### TASK PROMPT
Copy out the full listing exactly, omitting any picture it contains.

### TASK INPUTS
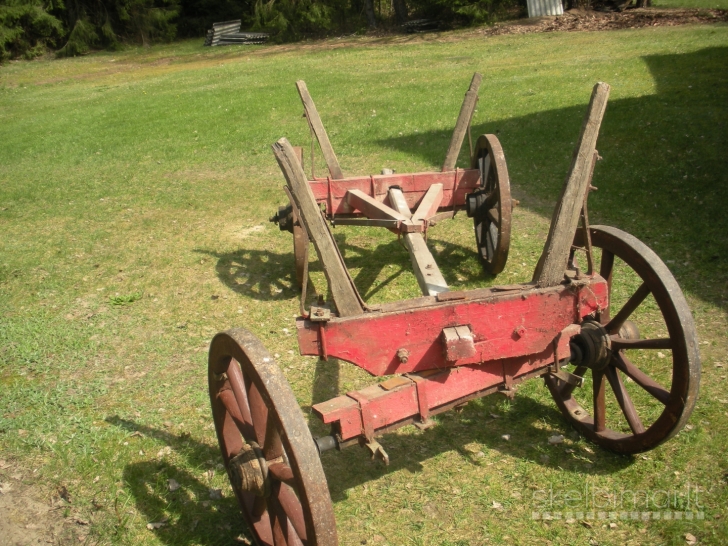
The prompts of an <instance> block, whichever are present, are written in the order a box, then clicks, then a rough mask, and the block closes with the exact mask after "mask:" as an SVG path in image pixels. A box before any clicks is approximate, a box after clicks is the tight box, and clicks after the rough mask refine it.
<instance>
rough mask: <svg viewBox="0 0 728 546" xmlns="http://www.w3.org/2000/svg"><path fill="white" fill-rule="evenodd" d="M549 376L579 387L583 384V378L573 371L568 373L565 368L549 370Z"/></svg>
mask: <svg viewBox="0 0 728 546" xmlns="http://www.w3.org/2000/svg"><path fill="white" fill-rule="evenodd" d="M548 375H550V376H552V377H556V378H557V379H560V380H561V381H563V382H564V383H568V384H569V385H574V386H575V387H581V386H583V385H584V378H583V377H581V376H578V375H574V374H573V373H569V372H567V371H566V370H559V371H558V372H553V371H552V372H549V374H548Z"/></svg>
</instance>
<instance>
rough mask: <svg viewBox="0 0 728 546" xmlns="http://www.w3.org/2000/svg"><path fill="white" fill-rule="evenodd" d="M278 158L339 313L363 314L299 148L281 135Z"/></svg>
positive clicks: (279, 163) (276, 160)
mask: <svg viewBox="0 0 728 546" xmlns="http://www.w3.org/2000/svg"><path fill="white" fill-rule="evenodd" d="M272 148H273V154H274V155H275V156H276V161H278V165H279V166H280V168H281V171H283V176H285V178H286V182H287V183H288V187H289V188H290V189H291V194H292V196H293V199H294V200H295V201H296V206H297V207H298V211H299V213H300V214H301V221H302V222H303V224H304V226H305V227H306V231H307V232H308V234H309V237H310V239H311V240H312V242H313V245H314V247H315V248H316V253H317V254H318V256H319V259H320V260H321V263H322V265H323V270H324V274H325V275H326V280H327V281H328V283H329V288H330V290H331V295H332V296H333V298H334V303H335V304H336V309H337V310H338V312H339V316H342V317H350V316H354V315H361V314H362V313H363V312H364V310H363V309H362V306H361V304H360V303H359V298H358V297H357V294H356V289H355V288H354V286H353V285H352V284H351V282H350V280H349V277H348V275H347V271H346V265H345V264H344V262H343V260H342V259H341V256H340V255H339V252H338V250H337V248H336V243H335V242H334V240H333V237H331V233H330V232H329V230H328V228H327V227H326V223H325V220H324V219H323V217H322V216H321V211H320V210H319V208H318V204H317V203H316V199H315V198H314V196H313V192H312V191H311V188H310V186H309V185H308V181H307V180H306V174H305V173H304V172H303V168H302V167H301V164H300V163H299V162H298V159H297V158H296V152H295V151H294V150H293V147H292V146H291V144H290V143H289V142H288V140H287V139H285V138H282V139H280V140H279V141H278V142H276V143H275V144H273V146H272Z"/></svg>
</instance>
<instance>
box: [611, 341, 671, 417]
mask: <svg viewBox="0 0 728 546" xmlns="http://www.w3.org/2000/svg"><path fill="white" fill-rule="evenodd" d="M612 363H613V364H614V365H615V366H616V367H617V368H619V369H620V370H621V371H623V372H624V373H625V374H627V376H628V377H630V378H632V380H633V381H634V382H635V383H637V384H638V385H639V386H640V387H642V388H643V389H645V390H646V391H647V392H648V393H650V394H651V395H652V396H654V397H655V398H657V399H658V400H659V401H660V402H662V403H663V404H665V405H667V403H668V402H669V401H670V393H669V392H668V391H667V389H665V388H664V387H663V386H662V385H660V384H659V383H657V382H656V381H655V380H654V379H652V378H651V377H650V376H649V375H647V374H646V373H644V372H643V371H642V370H640V369H639V368H638V367H637V366H635V365H634V364H632V362H630V361H629V359H628V358H627V357H626V356H625V355H624V353H614V358H613V359H612Z"/></svg>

### RESULT OF THIS TASK
The prompts of an <instance> block, whichever are present, are written in the order a box, then clicks, then a rough mask, and the block closes with the exact mask after "mask:" as an SVG path in image pixels. A box before any clicks is approximate, a box after clicks is the tight box, and clicks after the rough mask refine it.
<instance>
rough mask: <svg viewBox="0 0 728 546" xmlns="http://www.w3.org/2000/svg"><path fill="white" fill-rule="evenodd" d="M549 376L579 387L583 384V378L573 371L568 373L565 368L549 370Z"/></svg>
mask: <svg viewBox="0 0 728 546" xmlns="http://www.w3.org/2000/svg"><path fill="white" fill-rule="evenodd" d="M548 375H550V376H552V377H556V378H557V379H560V380H561V381H563V382H564V383H568V384H569V385H574V386H575V387H581V386H583V385H584V378H583V377H581V376H578V375H574V374H573V373H569V372H567V371H566V370H559V371H558V372H553V371H552V372H549V374H548Z"/></svg>
</instance>
<instance>
rough mask: <svg viewBox="0 0 728 546" xmlns="http://www.w3.org/2000/svg"><path fill="white" fill-rule="evenodd" d="M278 158L339 313L363 314L299 148L281 135Z"/></svg>
positive clicks: (279, 163) (276, 160)
mask: <svg viewBox="0 0 728 546" xmlns="http://www.w3.org/2000/svg"><path fill="white" fill-rule="evenodd" d="M272 148H273V154H274V155H275V156H276V161H278V165H279V166H280V168H281V171H283V176H285V178H286V182H287V183H288V187H289V188H290V189H291V194H292V196H293V199H294V200H295V201H296V206H297V207H298V211H299V213H300V214H301V221H302V222H303V224H304V226H305V227H306V231H307V232H308V234H309V237H310V239H311V240H312V242H313V245H314V247H315V248H316V253H317V254H318V256H319V259H320V260H321V263H322V265H323V270H324V274H325V275H326V280H327V281H328V283H329V288H330V290H331V295H332V296H333V298H334V303H335V304H336V309H337V310H338V312H339V316H342V317H350V316H354V315H361V314H362V313H363V312H364V310H363V309H362V306H361V304H360V303H359V298H358V297H357V294H356V289H355V288H354V286H353V285H352V284H351V282H350V280H349V277H348V275H347V271H346V265H345V264H344V262H343V260H342V259H341V256H340V255H339V252H338V250H337V248H336V243H335V242H334V240H333V237H331V233H330V232H329V230H328V228H327V227H326V223H325V220H324V219H323V217H322V216H321V211H320V210H319V208H318V204H317V203H316V199H315V198H314V196H313V192H312V191H311V188H310V186H309V185H308V181H307V180H306V174H305V173H304V172H303V168H302V167H301V164H300V163H299V162H298V159H297V158H296V152H295V151H294V150H293V147H292V146H291V144H290V143H289V142H288V140H287V139H285V138H282V139H280V140H279V141H278V142H276V143H275V144H273V146H272Z"/></svg>
</instance>
<instance>
box: [611, 341, 671, 417]
mask: <svg viewBox="0 0 728 546" xmlns="http://www.w3.org/2000/svg"><path fill="white" fill-rule="evenodd" d="M612 363H613V364H614V365H615V366H616V367H617V368H619V369H620V370H621V371H623V372H624V373H625V374H627V376H628V377H630V378H632V380H633V381H634V382H635V383H637V384H638V385H639V386H640V387H642V388H643V389H645V390H646V391H647V392H648V393H650V394H651V395H652V396H654V397H655V398H657V399H658V400H659V401H660V402H662V403H663V404H665V405H667V403H668V402H669V401H670V393H669V392H668V391H667V389H665V388H664V387H663V386H662V385H660V384H659V383H657V382H656V381H655V380H654V379H652V378H651V377H650V376H649V375H647V374H646V373H644V372H643V371H642V370H640V369H639V368H638V367H637V366H635V365H634V364H632V362H630V361H629V359H628V358H627V357H626V356H625V355H624V353H614V358H613V359H612Z"/></svg>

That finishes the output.